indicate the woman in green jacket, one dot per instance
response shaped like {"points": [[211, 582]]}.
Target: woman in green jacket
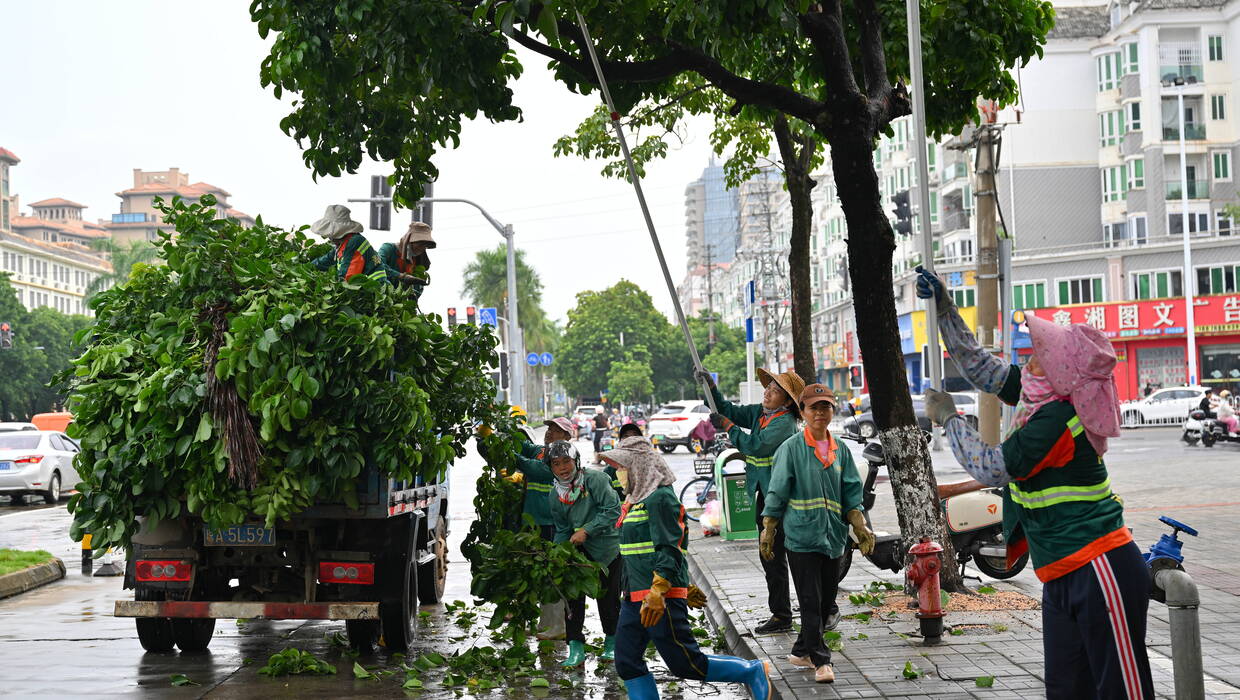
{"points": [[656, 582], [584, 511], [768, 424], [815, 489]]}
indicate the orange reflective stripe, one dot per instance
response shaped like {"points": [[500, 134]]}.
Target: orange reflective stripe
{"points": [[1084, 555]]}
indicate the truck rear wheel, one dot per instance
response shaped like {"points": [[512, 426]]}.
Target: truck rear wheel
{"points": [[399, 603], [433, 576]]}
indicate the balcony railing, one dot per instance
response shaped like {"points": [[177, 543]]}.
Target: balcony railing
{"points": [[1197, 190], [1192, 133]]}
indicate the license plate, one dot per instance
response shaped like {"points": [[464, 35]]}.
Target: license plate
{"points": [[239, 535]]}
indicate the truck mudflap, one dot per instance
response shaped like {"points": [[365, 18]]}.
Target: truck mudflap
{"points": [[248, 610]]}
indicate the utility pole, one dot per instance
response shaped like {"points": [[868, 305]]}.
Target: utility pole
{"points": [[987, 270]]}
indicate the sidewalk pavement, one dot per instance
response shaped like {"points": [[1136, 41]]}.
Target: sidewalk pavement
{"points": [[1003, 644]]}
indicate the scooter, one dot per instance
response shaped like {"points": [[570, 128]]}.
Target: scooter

▬▬▬

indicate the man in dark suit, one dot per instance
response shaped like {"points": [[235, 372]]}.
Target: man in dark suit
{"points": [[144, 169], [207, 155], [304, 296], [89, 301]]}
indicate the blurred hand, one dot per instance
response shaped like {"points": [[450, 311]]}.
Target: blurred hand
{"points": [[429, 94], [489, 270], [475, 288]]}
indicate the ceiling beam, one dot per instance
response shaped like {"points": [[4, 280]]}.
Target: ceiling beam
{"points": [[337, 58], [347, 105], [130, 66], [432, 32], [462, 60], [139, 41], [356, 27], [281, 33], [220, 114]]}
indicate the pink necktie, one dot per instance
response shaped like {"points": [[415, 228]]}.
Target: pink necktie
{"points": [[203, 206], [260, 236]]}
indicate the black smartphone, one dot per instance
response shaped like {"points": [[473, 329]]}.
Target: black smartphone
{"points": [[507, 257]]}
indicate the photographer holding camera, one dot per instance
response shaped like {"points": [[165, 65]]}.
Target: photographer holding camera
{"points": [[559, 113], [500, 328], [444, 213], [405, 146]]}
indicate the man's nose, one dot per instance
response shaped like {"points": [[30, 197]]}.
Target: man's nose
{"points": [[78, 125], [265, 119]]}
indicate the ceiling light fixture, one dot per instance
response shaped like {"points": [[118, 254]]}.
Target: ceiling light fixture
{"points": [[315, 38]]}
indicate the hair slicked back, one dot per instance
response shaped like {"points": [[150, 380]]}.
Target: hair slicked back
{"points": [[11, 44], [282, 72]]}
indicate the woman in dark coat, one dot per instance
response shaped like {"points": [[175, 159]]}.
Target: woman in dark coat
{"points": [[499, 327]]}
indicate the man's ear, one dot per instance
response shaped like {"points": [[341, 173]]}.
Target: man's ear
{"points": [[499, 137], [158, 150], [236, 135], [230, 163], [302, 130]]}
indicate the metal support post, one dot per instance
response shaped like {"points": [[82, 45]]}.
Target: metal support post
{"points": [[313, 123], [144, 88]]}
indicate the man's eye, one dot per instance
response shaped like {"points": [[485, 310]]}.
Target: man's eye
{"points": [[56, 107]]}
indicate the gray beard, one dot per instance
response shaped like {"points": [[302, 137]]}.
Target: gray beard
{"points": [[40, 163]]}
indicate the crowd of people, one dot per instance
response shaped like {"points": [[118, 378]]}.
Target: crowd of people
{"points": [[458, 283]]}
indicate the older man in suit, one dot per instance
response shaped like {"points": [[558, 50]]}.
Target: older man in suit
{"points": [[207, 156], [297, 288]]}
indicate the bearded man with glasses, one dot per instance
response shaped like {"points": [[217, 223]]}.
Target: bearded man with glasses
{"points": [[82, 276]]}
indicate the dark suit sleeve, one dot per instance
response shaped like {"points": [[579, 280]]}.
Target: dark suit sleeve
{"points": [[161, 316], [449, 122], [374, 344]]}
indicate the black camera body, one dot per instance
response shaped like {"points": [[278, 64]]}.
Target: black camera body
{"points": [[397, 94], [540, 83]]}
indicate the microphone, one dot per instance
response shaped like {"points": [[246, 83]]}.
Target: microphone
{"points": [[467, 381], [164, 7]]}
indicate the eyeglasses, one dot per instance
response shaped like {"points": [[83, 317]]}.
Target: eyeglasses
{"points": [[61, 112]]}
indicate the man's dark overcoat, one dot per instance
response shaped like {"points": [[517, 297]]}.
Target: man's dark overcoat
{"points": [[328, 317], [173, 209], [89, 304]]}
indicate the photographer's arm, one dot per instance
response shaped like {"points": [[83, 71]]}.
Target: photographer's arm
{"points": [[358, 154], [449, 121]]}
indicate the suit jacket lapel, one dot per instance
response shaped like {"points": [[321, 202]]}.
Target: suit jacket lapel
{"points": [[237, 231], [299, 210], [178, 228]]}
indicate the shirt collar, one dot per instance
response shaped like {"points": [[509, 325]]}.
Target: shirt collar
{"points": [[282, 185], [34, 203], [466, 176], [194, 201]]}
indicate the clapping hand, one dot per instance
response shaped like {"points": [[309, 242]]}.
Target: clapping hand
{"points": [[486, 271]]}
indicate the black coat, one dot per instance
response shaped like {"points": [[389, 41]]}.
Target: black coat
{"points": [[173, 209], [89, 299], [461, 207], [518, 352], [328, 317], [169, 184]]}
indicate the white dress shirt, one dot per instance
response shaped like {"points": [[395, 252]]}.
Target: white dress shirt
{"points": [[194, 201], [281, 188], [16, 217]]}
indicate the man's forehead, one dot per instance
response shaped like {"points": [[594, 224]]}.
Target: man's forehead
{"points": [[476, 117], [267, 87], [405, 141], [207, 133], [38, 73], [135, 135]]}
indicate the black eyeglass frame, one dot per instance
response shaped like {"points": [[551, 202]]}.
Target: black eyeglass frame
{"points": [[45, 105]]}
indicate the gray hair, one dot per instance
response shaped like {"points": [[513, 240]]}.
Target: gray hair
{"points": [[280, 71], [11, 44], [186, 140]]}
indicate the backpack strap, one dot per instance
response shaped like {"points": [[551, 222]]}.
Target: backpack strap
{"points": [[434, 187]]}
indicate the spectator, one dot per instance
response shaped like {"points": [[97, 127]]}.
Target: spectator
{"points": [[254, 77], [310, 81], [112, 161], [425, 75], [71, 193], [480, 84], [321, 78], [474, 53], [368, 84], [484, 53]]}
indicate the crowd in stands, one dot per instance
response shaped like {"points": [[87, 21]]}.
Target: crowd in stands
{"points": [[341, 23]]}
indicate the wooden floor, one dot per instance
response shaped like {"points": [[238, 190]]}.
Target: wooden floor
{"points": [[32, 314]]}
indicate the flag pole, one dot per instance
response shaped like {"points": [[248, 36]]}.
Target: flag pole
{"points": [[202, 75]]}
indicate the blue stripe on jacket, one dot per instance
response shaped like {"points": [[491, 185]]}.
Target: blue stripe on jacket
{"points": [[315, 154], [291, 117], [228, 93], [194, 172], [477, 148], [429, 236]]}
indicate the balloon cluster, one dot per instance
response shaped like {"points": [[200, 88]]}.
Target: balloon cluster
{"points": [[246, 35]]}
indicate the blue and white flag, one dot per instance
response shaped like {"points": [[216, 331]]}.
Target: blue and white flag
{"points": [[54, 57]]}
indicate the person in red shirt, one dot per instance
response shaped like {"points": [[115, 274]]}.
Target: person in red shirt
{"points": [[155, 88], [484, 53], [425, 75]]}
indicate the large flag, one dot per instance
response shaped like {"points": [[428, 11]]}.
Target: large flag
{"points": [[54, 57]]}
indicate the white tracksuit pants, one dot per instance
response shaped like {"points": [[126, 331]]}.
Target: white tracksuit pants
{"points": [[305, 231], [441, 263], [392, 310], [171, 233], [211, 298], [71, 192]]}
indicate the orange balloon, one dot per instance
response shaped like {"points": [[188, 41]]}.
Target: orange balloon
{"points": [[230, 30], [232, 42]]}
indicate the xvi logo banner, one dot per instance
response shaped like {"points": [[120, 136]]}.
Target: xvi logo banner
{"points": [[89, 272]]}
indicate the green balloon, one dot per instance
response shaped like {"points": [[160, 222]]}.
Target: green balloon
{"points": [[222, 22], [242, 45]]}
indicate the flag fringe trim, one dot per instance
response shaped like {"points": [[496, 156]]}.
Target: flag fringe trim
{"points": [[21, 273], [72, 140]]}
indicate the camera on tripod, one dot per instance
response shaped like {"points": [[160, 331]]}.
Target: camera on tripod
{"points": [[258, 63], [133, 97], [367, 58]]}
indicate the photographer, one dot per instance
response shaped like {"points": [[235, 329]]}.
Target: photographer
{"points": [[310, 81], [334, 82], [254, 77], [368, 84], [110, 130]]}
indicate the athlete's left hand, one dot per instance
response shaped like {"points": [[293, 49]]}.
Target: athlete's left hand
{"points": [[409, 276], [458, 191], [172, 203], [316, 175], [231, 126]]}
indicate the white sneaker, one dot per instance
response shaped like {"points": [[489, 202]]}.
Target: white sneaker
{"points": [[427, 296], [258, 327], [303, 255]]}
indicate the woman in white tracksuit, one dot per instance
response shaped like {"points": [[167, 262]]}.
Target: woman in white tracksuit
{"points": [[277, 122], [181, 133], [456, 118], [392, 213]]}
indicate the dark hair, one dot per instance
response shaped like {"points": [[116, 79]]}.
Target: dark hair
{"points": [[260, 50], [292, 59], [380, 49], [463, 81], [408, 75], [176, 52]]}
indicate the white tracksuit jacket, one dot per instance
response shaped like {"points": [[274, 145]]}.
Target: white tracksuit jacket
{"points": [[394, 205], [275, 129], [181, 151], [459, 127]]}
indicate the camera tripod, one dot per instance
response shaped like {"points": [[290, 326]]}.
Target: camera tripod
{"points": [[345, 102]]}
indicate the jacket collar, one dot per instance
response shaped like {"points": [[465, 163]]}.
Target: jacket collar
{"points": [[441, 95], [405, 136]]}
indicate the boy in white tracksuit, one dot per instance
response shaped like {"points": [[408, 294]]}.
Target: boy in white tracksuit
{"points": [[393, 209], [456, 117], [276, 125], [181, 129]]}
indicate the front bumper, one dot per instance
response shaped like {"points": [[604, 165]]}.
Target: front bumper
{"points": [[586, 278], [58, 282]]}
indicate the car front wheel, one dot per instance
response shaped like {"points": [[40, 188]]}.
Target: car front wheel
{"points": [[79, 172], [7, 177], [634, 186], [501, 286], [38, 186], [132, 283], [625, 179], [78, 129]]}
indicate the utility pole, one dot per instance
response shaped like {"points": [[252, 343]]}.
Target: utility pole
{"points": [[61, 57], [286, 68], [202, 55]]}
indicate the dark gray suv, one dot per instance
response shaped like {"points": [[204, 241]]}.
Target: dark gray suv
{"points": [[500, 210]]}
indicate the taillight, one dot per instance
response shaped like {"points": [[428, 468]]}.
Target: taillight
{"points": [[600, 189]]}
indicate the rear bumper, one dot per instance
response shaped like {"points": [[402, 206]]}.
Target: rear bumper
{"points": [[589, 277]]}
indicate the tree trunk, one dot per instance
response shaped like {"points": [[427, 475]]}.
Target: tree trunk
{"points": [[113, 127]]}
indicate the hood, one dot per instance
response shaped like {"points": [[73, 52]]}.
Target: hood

▬▬▬

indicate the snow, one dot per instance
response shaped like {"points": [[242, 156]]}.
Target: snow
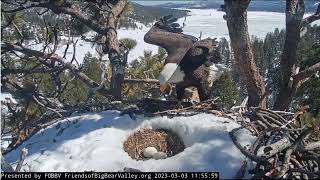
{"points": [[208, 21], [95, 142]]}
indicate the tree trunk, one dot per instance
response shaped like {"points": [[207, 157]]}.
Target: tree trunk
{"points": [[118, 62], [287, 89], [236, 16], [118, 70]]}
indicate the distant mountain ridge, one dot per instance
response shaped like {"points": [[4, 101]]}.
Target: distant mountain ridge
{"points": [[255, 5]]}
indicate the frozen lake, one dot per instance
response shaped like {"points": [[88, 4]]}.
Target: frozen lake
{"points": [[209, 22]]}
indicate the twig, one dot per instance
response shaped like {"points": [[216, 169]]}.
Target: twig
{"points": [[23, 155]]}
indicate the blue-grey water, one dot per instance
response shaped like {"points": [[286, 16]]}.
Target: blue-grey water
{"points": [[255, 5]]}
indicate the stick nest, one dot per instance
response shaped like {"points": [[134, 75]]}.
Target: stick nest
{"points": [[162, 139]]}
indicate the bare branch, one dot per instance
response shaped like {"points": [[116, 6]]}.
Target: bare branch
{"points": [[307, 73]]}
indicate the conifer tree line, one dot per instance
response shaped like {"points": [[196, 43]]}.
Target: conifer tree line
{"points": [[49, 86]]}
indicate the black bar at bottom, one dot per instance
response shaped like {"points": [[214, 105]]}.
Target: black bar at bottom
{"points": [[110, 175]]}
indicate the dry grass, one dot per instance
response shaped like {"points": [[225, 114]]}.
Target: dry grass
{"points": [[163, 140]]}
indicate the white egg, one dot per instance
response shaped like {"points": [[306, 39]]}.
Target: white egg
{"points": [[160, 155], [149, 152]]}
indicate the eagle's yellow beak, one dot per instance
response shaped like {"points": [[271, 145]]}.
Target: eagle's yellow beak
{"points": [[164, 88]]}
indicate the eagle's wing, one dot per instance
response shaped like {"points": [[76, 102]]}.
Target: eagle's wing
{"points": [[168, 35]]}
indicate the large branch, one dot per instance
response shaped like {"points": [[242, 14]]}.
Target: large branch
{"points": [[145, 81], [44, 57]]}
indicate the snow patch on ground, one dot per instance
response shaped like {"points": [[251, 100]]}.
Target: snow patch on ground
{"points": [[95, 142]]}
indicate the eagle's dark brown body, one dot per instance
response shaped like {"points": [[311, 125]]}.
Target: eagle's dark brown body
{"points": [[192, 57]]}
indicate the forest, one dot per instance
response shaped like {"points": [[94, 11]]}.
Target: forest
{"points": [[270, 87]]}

▬▬▬

Pick out every line in the records above that contains the word "wheel", and copy each of those lines.

indicate the truck rear wheel, one dot per instance
Target: truck rear wheel
indicate the car front wheel, one dot per instance
Target: car front wheel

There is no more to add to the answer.